THE TASK
Quote the records below word for word, please, from the very first line through the one that contains "Could you please tag every instance of the baby in", and nothing beyond it.

MATERIALS PROVIDED

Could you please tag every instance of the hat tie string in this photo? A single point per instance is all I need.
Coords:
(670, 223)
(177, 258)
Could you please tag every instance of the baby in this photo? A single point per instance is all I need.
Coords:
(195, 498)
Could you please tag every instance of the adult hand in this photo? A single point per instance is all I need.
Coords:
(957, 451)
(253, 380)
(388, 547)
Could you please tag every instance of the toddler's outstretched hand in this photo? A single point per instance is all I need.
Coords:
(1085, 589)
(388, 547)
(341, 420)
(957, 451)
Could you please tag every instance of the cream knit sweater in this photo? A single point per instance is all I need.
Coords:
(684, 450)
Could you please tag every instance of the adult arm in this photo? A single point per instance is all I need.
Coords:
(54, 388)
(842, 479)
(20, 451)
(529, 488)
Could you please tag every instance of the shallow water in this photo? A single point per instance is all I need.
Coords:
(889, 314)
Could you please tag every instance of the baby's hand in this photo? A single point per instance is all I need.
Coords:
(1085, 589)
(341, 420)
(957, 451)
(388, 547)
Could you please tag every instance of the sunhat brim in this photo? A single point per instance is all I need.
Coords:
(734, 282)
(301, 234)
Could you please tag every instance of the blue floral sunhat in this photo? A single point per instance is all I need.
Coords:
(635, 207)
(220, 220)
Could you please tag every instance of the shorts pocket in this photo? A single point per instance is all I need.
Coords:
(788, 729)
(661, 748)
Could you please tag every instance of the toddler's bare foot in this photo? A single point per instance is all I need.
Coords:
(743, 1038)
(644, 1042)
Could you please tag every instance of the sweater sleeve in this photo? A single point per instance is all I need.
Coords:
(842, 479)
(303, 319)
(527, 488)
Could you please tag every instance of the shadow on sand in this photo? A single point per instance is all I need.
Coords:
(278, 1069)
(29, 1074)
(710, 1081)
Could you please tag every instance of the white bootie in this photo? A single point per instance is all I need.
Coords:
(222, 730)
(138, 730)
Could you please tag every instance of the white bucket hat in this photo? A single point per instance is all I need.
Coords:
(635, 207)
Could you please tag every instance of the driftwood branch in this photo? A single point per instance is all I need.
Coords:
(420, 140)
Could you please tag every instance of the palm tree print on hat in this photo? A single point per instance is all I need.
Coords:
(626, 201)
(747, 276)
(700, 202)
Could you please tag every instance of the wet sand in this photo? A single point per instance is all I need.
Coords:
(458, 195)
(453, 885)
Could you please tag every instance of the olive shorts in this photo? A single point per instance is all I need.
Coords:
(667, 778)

RESPONSE
Could you please tag every instance of the hat tie string in this photo? A single point per instance is all I need.
Coords:
(670, 223)
(177, 258)
Could you please tag every instance of the baby in this photo? A single point per instance is all I need.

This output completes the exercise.